What is needed: The answer should contain every entry below, copied exactly.

Extracted records:
Content starts
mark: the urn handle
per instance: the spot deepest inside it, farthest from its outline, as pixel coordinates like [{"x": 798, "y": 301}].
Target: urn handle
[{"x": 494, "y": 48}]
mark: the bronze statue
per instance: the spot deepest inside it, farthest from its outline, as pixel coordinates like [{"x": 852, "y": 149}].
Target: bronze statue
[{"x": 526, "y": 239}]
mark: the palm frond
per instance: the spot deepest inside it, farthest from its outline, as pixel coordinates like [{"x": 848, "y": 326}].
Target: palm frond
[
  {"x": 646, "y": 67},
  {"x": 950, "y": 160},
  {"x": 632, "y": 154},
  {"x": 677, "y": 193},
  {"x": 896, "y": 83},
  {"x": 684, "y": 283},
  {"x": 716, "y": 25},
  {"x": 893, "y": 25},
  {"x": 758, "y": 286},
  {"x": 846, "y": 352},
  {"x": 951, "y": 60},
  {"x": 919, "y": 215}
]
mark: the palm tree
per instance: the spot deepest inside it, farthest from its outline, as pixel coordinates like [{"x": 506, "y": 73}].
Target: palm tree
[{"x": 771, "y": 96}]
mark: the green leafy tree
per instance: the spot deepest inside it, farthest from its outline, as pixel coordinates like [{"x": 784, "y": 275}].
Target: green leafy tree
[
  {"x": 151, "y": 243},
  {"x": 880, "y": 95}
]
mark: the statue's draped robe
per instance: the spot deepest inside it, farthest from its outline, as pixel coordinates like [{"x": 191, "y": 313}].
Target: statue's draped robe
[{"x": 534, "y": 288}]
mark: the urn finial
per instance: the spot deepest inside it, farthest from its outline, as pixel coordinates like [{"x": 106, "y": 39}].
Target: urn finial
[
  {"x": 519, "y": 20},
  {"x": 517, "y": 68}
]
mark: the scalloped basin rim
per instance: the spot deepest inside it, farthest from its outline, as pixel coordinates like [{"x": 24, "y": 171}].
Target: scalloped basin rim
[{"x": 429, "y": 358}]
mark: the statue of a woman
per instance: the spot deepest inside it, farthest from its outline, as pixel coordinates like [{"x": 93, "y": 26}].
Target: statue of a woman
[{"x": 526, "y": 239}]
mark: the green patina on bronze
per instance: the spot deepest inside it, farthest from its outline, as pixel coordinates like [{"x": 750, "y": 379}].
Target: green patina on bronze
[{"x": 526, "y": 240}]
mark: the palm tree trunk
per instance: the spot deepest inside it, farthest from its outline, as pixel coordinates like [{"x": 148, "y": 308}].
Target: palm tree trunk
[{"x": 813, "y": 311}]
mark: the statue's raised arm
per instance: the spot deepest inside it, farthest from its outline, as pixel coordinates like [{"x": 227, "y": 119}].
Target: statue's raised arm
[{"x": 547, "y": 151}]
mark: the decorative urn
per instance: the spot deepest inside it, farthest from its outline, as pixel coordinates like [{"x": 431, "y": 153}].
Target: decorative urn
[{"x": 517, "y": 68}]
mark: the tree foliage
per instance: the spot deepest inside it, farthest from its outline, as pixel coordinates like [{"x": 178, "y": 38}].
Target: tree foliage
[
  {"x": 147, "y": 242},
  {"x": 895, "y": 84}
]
Content ends
Expected output:
mark: the urn handle
per instance: the spot deepest inside it, farthest from its outline, as pixel coordinates like [{"x": 798, "y": 301}].
Target: urn handle
[{"x": 494, "y": 48}]
mark: the bronze statue
per instance: the spot deepest inside it, farthest from its outline, as pixel coordinates like [{"x": 852, "y": 149}].
Target: bronze statue
[{"x": 526, "y": 239}]
mark: the palm frond
per instance: the spot deepest inside it, farthest from its outline, as pixel coordinates like [{"x": 848, "y": 326}].
Target: palm frond
[
  {"x": 646, "y": 67},
  {"x": 950, "y": 160},
  {"x": 632, "y": 154},
  {"x": 677, "y": 193},
  {"x": 896, "y": 83},
  {"x": 684, "y": 283},
  {"x": 716, "y": 25},
  {"x": 893, "y": 25},
  {"x": 758, "y": 286},
  {"x": 846, "y": 352},
  {"x": 951, "y": 60},
  {"x": 919, "y": 215}
]
mark: the palm tree
per instance: the spot deepest inside it, farthest from its outline, as pixel coordinates like [{"x": 506, "y": 73}].
Target: palm tree
[{"x": 771, "y": 96}]
mark: the green leafy tree
per instance: the spot deepest inside it, farthest from its outline, as pixel coordinates like [{"x": 784, "y": 275}].
Target: green leafy tree
[
  {"x": 151, "y": 243},
  {"x": 880, "y": 95}
]
mark: the statue's draped robe
per instance: the spot deepest inside it, farthest from its outline, as pixel coordinates like [{"x": 191, "y": 313}].
Target: statue's draped robe
[{"x": 534, "y": 288}]
mark: the urn finial
per instance: the spot deepest inside it, farthest from its outline, as pixel coordinates like [{"x": 106, "y": 39}].
Target: urn finial
[
  {"x": 519, "y": 20},
  {"x": 517, "y": 68}
]
mark: the scalloped basin rim
per instance: the spot deepest inside it, farthest from its outline, as pixel coordinates like [{"x": 24, "y": 171}].
Target: scalloped basin rim
[{"x": 429, "y": 358}]
mark: the statue of a woman
per instance: the spot deepest inside it, farthest from its outline, as pixel coordinates like [{"x": 93, "y": 26}].
Target: statue of a woman
[{"x": 526, "y": 239}]
mark: the green patina on bronze
per instance: the spot deepest inside it, farthest from its outline, as pixel coordinates like [{"x": 750, "y": 379}].
Target: green patina on bronze
[{"x": 526, "y": 240}]
mark: the palm tree trunk
per instance: the spot deepest inside it, farthest from its outline, as pixel coordinates like [{"x": 148, "y": 308}].
Target: palm tree trunk
[{"x": 813, "y": 311}]
mark: the statue's raised arm
per instance: the spot deepest inside it, farthest from its outline, as pixel coordinates like [{"x": 227, "y": 119}].
Target: statue's raised arm
[{"x": 547, "y": 151}]
mark: the decorative urn
per instance: the spot deepest inside it, farthest from its outline, as pixel coordinates like [{"x": 431, "y": 153}].
Target: decorative urn
[{"x": 517, "y": 68}]
mark: the tree foliage
per instance: the spot deepest inside it, farthest from its outline, as pixel coordinates like [{"x": 178, "y": 38}].
Target: tree foliage
[
  {"x": 147, "y": 242},
  {"x": 895, "y": 84}
]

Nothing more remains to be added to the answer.